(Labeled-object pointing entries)

====================

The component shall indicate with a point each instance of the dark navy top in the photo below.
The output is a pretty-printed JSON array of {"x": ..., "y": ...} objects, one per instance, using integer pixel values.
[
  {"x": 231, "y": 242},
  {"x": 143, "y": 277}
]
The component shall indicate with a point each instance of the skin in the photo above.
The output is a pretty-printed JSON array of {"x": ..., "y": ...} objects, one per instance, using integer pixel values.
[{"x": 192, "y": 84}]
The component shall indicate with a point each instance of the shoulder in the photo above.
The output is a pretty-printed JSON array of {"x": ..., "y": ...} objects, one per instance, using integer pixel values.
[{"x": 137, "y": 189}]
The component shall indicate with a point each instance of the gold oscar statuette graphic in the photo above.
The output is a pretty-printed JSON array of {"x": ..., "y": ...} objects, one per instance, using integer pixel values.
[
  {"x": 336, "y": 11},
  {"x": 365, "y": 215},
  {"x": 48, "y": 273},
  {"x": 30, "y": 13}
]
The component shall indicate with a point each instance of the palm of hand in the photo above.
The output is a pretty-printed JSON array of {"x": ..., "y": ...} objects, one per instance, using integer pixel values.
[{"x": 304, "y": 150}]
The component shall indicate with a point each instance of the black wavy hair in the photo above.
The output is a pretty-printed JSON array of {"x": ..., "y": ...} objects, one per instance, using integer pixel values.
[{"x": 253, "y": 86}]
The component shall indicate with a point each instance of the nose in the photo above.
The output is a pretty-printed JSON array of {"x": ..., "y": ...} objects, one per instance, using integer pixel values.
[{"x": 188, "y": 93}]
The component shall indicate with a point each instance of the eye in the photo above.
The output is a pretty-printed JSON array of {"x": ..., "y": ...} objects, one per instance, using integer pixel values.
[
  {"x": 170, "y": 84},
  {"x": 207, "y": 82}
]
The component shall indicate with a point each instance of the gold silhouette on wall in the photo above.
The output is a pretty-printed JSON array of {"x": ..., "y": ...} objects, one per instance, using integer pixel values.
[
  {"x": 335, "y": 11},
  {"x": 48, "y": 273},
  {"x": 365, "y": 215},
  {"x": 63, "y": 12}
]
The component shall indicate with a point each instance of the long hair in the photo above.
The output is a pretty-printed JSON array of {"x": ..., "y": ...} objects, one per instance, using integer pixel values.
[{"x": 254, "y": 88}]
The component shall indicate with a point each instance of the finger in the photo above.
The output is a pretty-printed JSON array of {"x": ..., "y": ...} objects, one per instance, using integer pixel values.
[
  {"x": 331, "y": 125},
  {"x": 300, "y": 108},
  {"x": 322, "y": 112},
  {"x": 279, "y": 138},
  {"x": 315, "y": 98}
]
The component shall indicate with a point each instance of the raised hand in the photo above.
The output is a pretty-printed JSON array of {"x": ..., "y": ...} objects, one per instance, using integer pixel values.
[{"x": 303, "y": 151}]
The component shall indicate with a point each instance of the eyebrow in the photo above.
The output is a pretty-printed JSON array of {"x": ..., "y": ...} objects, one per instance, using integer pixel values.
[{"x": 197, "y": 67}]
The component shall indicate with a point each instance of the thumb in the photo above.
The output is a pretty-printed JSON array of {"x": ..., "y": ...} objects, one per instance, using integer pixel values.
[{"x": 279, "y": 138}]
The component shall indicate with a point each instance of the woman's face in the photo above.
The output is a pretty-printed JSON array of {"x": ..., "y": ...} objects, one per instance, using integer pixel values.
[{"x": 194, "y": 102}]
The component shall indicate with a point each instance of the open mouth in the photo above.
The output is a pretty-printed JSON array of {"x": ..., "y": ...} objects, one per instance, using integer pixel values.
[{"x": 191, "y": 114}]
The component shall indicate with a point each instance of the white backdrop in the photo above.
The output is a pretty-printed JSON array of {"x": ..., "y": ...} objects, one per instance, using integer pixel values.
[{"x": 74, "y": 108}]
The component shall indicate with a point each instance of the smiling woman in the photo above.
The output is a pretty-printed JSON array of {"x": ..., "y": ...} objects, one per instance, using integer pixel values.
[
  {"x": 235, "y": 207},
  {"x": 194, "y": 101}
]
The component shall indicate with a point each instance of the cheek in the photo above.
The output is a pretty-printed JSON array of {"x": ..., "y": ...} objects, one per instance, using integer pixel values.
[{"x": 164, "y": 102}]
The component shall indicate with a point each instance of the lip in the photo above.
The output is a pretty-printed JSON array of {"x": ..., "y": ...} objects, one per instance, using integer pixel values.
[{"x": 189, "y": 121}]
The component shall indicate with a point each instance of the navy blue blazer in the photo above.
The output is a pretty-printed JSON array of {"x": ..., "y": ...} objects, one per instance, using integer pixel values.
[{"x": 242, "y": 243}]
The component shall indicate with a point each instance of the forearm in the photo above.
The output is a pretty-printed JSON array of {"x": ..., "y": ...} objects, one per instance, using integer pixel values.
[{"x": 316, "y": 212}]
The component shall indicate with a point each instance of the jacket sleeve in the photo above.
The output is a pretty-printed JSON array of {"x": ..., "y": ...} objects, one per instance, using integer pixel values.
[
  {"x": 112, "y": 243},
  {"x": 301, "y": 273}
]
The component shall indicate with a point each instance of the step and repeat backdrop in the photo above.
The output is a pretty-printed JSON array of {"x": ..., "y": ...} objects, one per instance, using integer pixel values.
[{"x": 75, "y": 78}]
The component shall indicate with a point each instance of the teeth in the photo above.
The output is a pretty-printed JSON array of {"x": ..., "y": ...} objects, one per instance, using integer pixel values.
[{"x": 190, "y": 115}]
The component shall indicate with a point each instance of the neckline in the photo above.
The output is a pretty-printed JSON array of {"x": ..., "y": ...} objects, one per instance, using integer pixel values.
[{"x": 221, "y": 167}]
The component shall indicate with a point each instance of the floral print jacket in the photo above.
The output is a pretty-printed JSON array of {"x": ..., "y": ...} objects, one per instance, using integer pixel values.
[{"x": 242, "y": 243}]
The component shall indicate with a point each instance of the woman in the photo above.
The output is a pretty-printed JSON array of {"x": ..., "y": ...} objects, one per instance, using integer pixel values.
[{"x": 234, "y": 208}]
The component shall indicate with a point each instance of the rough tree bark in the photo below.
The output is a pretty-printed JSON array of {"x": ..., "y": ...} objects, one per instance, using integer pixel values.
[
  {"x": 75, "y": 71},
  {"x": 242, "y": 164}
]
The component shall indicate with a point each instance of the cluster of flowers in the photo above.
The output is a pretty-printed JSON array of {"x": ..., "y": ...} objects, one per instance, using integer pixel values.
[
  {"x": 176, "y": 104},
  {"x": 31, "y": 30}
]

====================

Output the full listing without altering anything.

WORKED SOLUTION »
The component shall indicate with a point each instance of the dark navy top in the photo below.
The output is a pretty-printed JSON array of {"x": ..., "y": ...} objects, one per instance, using integer pixel values.
[
  {"x": 231, "y": 242},
  {"x": 143, "y": 277}
]
The component shall indicate with a point each instance of the skin in the photo above.
The output is a pretty-printed JSON array of {"x": ..., "y": ...} objects, one per instance, using integer pixel values.
[{"x": 192, "y": 84}]
The component shall indicate with a point each instance of the shoulder in the photo above.
The output is a pretty-printed JSON array of {"x": ..., "y": ...} objects, one per instance, using integer pixel values.
[{"x": 137, "y": 189}]
The component shall indicate with a point each instance of the gold oscar statuette graphic in the photo above.
The output is a pretty-printed JSON array of {"x": ..., "y": ...} objects, one per instance, using integer pixel values.
[
  {"x": 336, "y": 11},
  {"x": 365, "y": 215},
  {"x": 48, "y": 273},
  {"x": 30, "y": 13}
]
The component shall indicate with a point each instance of the palm of hand in the photo above.
The output is a pretty-printed JSON array of {"x": ..., "y": ...} objects, one per instance, using integer pixel values.
[{"x": 304, "y": 150}]
The component shall indicate with a point each instance of the black wavy hair in the photo above.
The output is a pretty-printed JSON array of {"x": ..., "y": ...} objects, one per instance, using integer pixel values.
[{"x": 253, "y": 86}]
The component shall indicate with a point each instance of the nose in the photo above.
The output is a pretty-printed JSON array of {"x": ..., "y": ...} objects, one per instance, using integer pixel values.
[{"x": 188, "y": 93}]
The component shall indicate with a point each instance of the eye in the photo above.
The output is a pretty-printed JSON array of {"x": ..., "y": ...} objects, one per instance, using integer pixel values.
[
  {"x": 170, "y": 84},
  {"x": 207, "y": 82}
]
The component shall indicate with a point each instance of the gold silhouette on wall in the photo above.
The output is a pretty-printed JSON array of {"x": ..., "y": ...} objects, one per instance, using integer pixel values.
[
  {"x": 335, "y": 11},
  {"x": 48, "y": 273},
  {"x": 365, "y": 215},
  {"x": 63, "y": 12}
]
The component shall indicate with a point each instance of the long hair in the photo above.
The output is a pretty-printed JSON array of {"x": ..., "y": ...} objects, one per instance, using integer pixel values.
[{"x": 254, "y": 88}]
The component shall indicate with a point each instance of the finger in the photo above.
The output is a pretty-printed JSON array of {"x": ..., "y": ...} objects, one per instance, using integer pixel values.
[
  {"x": 331, "y": 125},
  {"x": 300, "y": 108},
  {"x": 322, "y": 112},
  {"x": 279, "y": 138},
  {"x": 315, "y": 98}
]
The component shall indicate with a point each instance of the raised hand in the photo above.
The output is a pretty-printed JSON array of {"x": ..., "y": ...} objects, one per instance, using integer pixel values.
[{"x": 303, "y": 151}]
The component shall indicate with a point each instance of the eyebrow in the photo above.
The output is a pretty-printed JSON array of {"x": ..., "y": ...} objects, one per instance, using integer pixel values.
[{"x": 197, "y": 67}]
The component shall indicate with a point each instance of the thumb in the photo above.
The output is a pretty-printed JSON array of {"x": ..., "y": ...} objects, one per instance, using integer pixel values.
[{"x": 279, "y": 138}]
The component shall indicate with a point each instance of the woman's face in the photo above.
The output is a pretty-printed JSON array of {"x": ..., "y": ...} objects, one per instance, using integer pixel values.
[{"x": 194, "y": 102}]
The component shall indicate with a point each instance of the open mouth in the photo above.
The output is a pretty-printed JSON array of {"x": ..., "y": ...} objects, one per instance, using integer pixel values.
[{"x": 191, "y": 114}]
The component shall indicate with a point each instance of the white backdrop in the photo above.
The output is a pretty-printed JSON array of {"x": ..., "y": ...} objects, one per instance, using integer pixel values.
[{"x": 74, "y": 108}]
The component shall indicate with a point each instance of the smiling woman in the photo above.
The output is a pretty-printed JSON array of {"x": ..., "y": ...} objects, one per instance, using integer pixel values.
[
  {"x": 235, "y": 207},
  {"x": 194, "y": 101}
]
The component shall indicate with a point each instance of the cheek in the photo above.
The output is a pretty-printed JSON array of {"x": ..., "y": ...} objects, one per instance, using integer pixel values.
[{"x": 164, "y": 102}]
The component shall indicate with a point each instance of the lip in the photo above.
The output is a pretty-printed JSON array of {"x": ..., "y": ...} objects, one per instance, using integer pixel values.
[{"x": 189, "y": 121}]
The component shall indicate with a point each instance of the navy blue blazer in the photo above.
The output is a pretty-printed JSON array of {"x": ..., "y": ...} objects, one per instance, using integer pixel values.
[{"x": 242, "y": 243}]
The component shall indicate with a point each instance of the forearm in the photo above.
The output is a pretty-printed JSON array of {"x": ..., "y": ...} objects, one per instance, using integer pixel values.
[{"x": 316, "y": 212}]
The component shall indicate with a point each instance of the jacket sleeve in the photo above.
The output is a pretty-printed JSON array of {"x": ..., "y": ...} objects, one per instance, using integer pixel values.
[
  {"x": 112, "y": 243},
  {"x": 301, "y": 273}
]
The component shall indicate with a point each instance of the step and repeat backdrop in the photo above.
The output is a pretty-printed JSON array of {"x": ..., "y": ...} objects, one per instance, using integer pixel values.
[{"x": 75, "y": 78}]
The component shall indicate with a point each instance of the teeth in the photo above.
The output is a pretty-printed JSON array of {"x": ..., "y": ...} objects, one per instance, using integer pixel values.
[{"x": 190, "y": 115}]
The component shall indicate with a point each instance of the neckline in the photo above.
The output is a pretty-printed JSON array of {"x": ..., "y": ...} objects, one per instance, using integer pixel values.
[{"x": 221, "y": 167}]
The component shall indicate with a point each instance of the floral print jacket in the photo above.
The output is a pretty-printed JSON array of {"x": ..., "y": ...} objects, one per instance, using integer pixel values.
[{"x": 242, "y": 243}]
The component shall indicate with a point each instance of the woman in the photo above.
The output is a pretty-printed JSON array of {"x": ..., "y": ...} objects, one per instance, using integer pixel values.
[{"x": 234, "y": 208}]
The component shall indicate with a point each instance of the rough tree bark in the photo below.
The output is a pretty-printed JSON array of {"x": ..., "y": ...} objects, one per instance, using integer pixel values.
[
  {"x": 75, "y": 71},
  {"x": 242, "y": 164}
]
The component shall indicate with a point each instance of the cluster of flowers in the photo above.
The output is a pretty-printed JSON array of {"x": ..., "y": ...} objects, one per instance, using integer pixel values.
[
  {"x": 176, "y": 104},
  {"x": 31, "y": 30}
]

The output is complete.